• _What is needed_
Every entry here should be copied exactly.

• _Material provided_

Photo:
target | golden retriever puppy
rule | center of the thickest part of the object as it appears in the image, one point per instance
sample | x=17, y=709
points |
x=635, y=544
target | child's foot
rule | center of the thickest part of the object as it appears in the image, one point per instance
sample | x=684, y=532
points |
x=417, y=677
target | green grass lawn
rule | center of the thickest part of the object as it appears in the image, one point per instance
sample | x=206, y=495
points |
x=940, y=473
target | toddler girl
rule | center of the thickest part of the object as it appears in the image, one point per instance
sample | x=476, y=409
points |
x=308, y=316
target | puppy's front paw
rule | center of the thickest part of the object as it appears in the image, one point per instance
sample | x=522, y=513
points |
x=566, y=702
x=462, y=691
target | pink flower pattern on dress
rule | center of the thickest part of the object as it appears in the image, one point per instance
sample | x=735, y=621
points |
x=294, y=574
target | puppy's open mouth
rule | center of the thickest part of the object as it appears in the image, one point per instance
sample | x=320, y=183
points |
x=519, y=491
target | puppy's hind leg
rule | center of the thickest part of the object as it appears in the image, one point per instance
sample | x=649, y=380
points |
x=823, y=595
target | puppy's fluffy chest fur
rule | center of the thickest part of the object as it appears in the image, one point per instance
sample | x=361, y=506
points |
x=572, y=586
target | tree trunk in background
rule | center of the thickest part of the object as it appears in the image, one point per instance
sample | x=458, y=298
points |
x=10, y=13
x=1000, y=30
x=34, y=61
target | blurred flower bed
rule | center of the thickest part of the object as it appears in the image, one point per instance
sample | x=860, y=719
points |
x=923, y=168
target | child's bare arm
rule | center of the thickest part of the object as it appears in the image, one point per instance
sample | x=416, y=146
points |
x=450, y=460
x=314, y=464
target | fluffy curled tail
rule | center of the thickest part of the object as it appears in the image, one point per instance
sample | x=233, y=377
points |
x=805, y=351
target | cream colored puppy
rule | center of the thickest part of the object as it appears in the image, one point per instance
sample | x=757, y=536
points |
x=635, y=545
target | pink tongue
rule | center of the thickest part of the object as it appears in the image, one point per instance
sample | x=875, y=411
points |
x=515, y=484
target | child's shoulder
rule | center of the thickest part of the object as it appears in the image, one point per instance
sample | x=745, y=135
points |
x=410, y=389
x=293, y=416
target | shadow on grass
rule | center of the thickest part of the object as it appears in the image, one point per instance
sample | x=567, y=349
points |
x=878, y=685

• _Task response_
Photo:
target | golden retriever puppy
rule | center of the thickest part of the object as it appears in the image, one point per instance
sample | x=17, y=709
points |
x=635, y=544
target | child's foot
rule | center of the thickest part of the object as it appears in the image, one point per instance
sample | x=684, y=532
points |
x=417, y=677
target | green grass lawn
rule | center of the thickest part of the object as it appears in the image, one point per instance
sample | x=206, y=495
points |
x=940, y=473
target | toddler girl
rule | center of the thickest part of the object as it appears in the image, one point per instance
sample | x=476, y=409
points |
x=308, y=316
target | puppy's front paw
rule | center of the thickest part of the object as it appears in the image, one point per instance
sample | x=522, y=513
points |
x=566, y=702
x=462, y=691
target | pink flower pattern on dress
rule | center of the thickest part of the object as it appears in the image, one point per instance
sample | x=735, y=621
points |
x=294, y=574
target | puppy's open mouth
rule | center of the thickest part of the object as it appears in the image, one point per instance
sample | x=320, y=183
points |
x=519, y=491
target | puppy's hind leg
rule | center of the thickest part of the object as it appears in the image, one point per instance
sample | x=649, y=380
points |
x=823, y=595
target | puppy's fluffy chest fur
rule | center of the thickest part of the object as it appears in the image, one point per instance
sample | x=361, y=506
points |
x=572, y=586
target | tree trunk in background
rule | center of the thickest part of the object as it appears in the image, one point per instance
sample | x=458, y=298
points |
x=10, y=13
x=1000, y=30
x=34, y=61
target | blurred flower bed
rule | center of the thickest part of the object as it appears in the image, one point per instance
sample | x=860, y=719
points |
x=923, y=168
target | child's bare arm
rule | center of the thickest part of the object as it appears in the image, one point per instance
sample | x=416, y=146
points |
x=450, y=460
x=314, y=464
target | fluffy curled tail
rule | center of the thickest part of the object as it appears in the image, one point per instance
sample | x=233, y=377
points |
x=805, y=351
target | cream colored puppy
rule | center of the thickest part of the object as it appears in the image, one point per instance
sample | x=757, y=536
points |
x=635, y=545
target | pink tongue
rule | center of the thickest part of the object as it appears in the image, one point per instance
sample | x=875, y=411
points |
x=515, y=484
target | child's shoulder
rule | center of the thickest part of the object as it appears in the image, one point per instance
sample | x=745, y=135
points |
x=410, y=389
x=293, y=416
target | shadow on grass
rule | center of the thickest part of the object as it appears in the image, one point per instance
sample | x=567, y=349
points |
x=878, y=685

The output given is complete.